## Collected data
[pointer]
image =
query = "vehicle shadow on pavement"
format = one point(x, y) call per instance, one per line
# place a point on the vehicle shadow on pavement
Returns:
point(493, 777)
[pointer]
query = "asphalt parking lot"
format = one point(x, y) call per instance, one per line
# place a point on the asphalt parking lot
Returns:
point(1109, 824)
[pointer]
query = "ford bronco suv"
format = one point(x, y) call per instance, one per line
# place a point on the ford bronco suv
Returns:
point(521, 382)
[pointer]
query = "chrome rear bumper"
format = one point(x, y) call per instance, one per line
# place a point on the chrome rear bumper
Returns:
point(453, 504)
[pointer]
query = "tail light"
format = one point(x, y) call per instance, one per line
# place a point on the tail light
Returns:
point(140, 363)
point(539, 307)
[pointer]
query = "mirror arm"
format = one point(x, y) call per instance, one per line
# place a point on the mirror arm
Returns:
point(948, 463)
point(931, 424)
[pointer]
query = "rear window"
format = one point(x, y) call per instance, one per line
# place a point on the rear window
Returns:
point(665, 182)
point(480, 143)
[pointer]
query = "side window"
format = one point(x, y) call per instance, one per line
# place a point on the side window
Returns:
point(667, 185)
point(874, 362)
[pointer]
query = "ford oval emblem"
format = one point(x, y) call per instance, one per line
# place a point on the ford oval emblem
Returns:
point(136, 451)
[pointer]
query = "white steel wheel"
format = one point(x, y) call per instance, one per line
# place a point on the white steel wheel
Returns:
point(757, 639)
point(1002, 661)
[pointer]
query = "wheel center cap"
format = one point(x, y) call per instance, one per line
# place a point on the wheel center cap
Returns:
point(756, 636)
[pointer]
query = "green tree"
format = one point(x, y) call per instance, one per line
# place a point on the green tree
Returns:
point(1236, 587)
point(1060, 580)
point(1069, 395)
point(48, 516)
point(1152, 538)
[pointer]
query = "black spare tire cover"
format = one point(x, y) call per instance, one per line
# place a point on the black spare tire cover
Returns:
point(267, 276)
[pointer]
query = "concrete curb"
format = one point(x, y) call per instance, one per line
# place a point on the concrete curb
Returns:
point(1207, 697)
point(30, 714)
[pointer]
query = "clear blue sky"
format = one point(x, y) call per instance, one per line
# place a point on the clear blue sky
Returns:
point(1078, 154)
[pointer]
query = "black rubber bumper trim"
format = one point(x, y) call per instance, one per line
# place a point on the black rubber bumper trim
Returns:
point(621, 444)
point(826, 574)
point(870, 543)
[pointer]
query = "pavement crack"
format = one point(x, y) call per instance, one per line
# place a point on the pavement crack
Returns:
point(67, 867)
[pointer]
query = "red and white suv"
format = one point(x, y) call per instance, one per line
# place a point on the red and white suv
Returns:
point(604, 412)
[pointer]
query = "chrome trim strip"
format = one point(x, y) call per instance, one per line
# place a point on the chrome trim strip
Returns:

## WHAT YOU ARE ASKED TO DO
Rewrite the stretch of the records from the start through the line containing "point(521, 382)", both ends included and requests kept in place, adding -108 to every coordinate in the answers.

## EXPECTED ANSWER
[pointer]
image =
query = "vehicle shadow on pavement"
format = one point(x, y) call per instance, one per line
# place a point on the vehicle shadow on pavement
Returns:
point(385, 669)
[pointer]
query = "asphalt parking lot"
format = one point(x, y) call per instance, one per line
# place a point on the asphalt parking lot
Returns:
point(1001, 716)
[pointer]
query = "ford bronco suv"
format = one point(x, y) call per instance, one per line
# place a point on the ford bronco suv
Returns:
point(413, 274)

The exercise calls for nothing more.